▶ _Listed entries_
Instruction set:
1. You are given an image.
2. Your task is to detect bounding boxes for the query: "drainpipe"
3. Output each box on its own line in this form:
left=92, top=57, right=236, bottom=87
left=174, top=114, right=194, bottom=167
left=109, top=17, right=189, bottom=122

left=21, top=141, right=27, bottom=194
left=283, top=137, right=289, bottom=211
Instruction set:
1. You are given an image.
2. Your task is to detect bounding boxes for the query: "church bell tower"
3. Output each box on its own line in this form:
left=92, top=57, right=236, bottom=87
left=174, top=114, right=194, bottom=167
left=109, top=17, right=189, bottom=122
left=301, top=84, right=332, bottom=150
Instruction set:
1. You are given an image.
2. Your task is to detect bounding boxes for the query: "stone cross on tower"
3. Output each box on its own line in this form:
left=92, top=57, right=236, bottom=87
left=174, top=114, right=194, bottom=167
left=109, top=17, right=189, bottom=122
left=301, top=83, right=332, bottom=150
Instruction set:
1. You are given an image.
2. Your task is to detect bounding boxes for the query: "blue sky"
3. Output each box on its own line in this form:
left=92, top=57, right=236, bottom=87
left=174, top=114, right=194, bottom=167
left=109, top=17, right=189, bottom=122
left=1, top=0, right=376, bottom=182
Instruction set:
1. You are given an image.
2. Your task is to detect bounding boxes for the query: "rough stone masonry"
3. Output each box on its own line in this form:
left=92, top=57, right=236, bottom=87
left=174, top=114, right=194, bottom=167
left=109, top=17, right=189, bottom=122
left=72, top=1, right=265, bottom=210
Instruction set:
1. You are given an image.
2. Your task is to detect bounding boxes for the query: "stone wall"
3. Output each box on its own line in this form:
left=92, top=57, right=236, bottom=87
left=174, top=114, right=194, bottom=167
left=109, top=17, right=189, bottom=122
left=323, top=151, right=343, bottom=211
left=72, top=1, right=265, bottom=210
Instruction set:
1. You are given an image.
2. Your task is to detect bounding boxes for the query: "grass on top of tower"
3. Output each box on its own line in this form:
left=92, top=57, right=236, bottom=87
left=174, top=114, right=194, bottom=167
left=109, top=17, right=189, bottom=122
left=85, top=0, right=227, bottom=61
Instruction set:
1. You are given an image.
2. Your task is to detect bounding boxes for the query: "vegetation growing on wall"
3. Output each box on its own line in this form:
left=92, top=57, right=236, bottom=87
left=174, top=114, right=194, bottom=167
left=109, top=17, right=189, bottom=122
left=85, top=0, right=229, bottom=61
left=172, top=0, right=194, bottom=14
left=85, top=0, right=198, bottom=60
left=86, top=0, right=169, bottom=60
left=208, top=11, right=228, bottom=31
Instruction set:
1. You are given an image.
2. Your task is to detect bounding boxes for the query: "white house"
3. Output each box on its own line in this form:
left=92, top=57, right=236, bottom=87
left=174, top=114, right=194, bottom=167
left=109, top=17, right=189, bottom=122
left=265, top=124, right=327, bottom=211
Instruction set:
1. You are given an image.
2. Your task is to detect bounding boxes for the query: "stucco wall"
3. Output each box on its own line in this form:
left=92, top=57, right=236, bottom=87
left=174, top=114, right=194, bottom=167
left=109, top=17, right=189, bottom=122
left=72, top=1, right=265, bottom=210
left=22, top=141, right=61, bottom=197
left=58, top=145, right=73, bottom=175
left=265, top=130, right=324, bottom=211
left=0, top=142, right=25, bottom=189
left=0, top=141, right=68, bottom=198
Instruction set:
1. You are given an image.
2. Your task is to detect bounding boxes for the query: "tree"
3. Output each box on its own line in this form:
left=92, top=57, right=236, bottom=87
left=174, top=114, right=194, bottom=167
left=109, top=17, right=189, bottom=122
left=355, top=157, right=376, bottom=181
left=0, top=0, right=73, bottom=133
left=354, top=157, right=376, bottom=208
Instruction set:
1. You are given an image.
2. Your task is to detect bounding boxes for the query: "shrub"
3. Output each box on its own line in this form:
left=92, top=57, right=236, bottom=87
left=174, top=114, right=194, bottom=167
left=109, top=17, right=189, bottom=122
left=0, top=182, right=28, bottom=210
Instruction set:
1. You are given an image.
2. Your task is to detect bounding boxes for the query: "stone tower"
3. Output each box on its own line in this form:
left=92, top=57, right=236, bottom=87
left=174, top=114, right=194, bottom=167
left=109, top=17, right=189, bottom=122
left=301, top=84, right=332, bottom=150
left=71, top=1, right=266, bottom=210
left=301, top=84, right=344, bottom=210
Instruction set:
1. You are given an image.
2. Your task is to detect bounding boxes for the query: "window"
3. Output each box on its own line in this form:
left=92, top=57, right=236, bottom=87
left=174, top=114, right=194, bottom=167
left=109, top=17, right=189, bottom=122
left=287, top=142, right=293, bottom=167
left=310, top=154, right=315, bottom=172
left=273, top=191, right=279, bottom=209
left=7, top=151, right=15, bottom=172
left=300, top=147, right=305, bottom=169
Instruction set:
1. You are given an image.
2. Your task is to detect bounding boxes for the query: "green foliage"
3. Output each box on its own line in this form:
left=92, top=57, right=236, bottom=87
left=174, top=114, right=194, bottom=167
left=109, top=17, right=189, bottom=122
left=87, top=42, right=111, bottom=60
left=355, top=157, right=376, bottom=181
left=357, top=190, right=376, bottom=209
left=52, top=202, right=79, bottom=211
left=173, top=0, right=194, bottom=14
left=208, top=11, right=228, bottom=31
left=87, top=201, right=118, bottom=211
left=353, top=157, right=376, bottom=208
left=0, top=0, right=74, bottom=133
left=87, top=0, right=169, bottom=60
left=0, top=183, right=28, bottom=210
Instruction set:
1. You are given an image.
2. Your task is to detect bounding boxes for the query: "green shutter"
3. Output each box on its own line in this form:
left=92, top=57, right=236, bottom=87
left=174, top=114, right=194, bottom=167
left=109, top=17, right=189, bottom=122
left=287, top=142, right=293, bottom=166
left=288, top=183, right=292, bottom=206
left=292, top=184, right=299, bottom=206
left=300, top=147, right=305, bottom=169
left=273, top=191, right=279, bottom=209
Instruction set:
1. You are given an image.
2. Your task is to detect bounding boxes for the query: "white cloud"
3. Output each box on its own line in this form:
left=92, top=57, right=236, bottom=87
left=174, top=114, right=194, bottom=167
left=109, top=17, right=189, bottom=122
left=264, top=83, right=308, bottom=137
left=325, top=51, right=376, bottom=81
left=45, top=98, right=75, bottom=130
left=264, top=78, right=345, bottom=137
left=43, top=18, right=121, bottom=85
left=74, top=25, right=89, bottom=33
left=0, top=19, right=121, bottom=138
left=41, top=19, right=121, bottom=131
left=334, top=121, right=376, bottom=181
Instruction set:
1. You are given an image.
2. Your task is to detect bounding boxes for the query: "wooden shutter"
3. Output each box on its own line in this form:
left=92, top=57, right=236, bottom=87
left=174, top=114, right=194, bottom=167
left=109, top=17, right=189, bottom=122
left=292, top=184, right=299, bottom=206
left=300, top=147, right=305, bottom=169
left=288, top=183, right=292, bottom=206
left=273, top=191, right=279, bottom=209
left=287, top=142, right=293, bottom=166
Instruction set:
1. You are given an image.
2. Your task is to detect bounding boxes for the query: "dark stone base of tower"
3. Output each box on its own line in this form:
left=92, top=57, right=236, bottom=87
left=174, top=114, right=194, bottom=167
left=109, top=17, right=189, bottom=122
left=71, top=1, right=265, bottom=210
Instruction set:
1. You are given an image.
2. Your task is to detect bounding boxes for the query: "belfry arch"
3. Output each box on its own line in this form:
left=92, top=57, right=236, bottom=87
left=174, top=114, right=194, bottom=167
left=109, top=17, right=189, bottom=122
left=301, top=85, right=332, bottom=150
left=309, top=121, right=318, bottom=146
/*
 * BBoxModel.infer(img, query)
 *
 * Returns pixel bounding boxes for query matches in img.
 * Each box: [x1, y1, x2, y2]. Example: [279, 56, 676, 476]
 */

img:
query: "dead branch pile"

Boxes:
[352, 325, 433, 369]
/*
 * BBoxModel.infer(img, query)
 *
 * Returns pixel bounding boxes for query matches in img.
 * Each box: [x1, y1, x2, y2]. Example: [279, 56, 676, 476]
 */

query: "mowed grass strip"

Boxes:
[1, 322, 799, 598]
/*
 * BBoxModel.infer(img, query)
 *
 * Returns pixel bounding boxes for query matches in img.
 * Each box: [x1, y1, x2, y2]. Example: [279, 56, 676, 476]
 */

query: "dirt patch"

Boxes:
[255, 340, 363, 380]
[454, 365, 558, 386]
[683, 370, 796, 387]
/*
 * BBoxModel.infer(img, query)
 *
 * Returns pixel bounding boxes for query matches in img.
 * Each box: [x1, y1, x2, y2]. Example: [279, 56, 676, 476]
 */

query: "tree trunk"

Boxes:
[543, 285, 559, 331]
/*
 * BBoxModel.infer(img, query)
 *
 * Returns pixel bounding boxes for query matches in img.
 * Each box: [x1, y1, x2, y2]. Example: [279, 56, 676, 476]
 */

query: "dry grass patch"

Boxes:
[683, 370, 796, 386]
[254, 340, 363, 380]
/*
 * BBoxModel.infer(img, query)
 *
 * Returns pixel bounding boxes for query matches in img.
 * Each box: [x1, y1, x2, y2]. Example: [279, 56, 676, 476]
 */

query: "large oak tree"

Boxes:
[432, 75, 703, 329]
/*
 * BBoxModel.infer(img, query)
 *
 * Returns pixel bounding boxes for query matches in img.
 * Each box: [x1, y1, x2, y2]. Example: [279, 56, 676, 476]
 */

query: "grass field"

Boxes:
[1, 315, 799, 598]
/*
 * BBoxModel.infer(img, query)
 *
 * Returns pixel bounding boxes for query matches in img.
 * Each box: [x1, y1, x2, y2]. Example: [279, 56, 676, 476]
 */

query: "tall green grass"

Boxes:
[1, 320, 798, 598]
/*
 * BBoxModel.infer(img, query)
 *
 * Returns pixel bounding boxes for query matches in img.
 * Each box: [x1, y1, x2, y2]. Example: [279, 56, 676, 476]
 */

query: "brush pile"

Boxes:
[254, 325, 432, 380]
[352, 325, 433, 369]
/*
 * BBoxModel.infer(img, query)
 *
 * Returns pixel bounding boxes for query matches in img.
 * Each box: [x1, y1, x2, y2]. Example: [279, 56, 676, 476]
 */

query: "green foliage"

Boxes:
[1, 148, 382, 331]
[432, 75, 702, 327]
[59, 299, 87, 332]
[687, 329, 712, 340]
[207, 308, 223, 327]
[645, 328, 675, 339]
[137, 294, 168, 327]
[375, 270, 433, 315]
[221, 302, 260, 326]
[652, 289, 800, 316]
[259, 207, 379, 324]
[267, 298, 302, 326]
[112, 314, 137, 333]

▶ _Task prompt_
Wherever the word "pile" appears in the listing above, copy the whole line.

▶ _Task output_
query: "dead branch pile"
query: "brush pile"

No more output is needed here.